**LISTED RECORDS**

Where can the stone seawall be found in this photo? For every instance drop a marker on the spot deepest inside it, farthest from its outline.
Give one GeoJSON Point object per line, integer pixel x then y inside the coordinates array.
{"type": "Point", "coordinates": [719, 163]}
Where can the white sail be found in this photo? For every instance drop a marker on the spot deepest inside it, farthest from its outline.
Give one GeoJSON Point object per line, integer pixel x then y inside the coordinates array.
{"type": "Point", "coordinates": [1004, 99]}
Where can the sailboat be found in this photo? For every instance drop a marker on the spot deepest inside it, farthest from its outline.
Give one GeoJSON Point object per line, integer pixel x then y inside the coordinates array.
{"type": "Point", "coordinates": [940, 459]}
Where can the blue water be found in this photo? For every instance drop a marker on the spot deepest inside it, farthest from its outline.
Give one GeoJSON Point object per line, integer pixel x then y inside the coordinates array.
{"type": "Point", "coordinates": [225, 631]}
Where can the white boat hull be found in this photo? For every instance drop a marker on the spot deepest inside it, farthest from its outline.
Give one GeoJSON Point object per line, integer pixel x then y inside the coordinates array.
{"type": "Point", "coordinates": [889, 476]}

**WRITTEN INSTRUCTION**
Rewrite all of the items above with "marker" changed to "pin", keeping everything else the same.

**OUTPUT OF THE EXERCISE**
Where can the stone seawall be found in this photo? For every instance drop a pin on the spot deepest inside it, farthest from its outline.
Give one GeoJSON Point object per line, integer pixel x then y inside the coordinates array.
{"type": "Point", "coordinates": [719, 163]}
Where can the white sail be found in this photo? For every instance drop a pin on the spot deepest inside it, farthest from its outline.
Give one GeoJSON Point object per line, integer pixel x then y inside the coordinates array.
{"type": "Point", "coordinates": [1004, 99]}
Where can the sailboat be found in this photo? For every instance drop a pin on the spot deepest inside it, farthest from its outline.
Give one GeoJSON Point object per line, integer pixel x then y inside the coordinates array.
{"type": "Point", "coordinates": [940, 459]}
Where can the blue water be found in this photo? For every instance drop a pin on the spot deepest inside it, farthest from its outline.
Give one GeoJSON Point object per line, integer pixel x then y inside the coordinates array.
{"type": "Point", "coordinates": [225, 631]}
Where can the white boat hull be found in this photo? For every instance drop a pin on the spot deepest inside it, farthest from its outline.
Give one GeoJSON Point object per line, integer pixel x then y inside the coordinates array.
{"type": "Point", "coordinates": [889, 476]}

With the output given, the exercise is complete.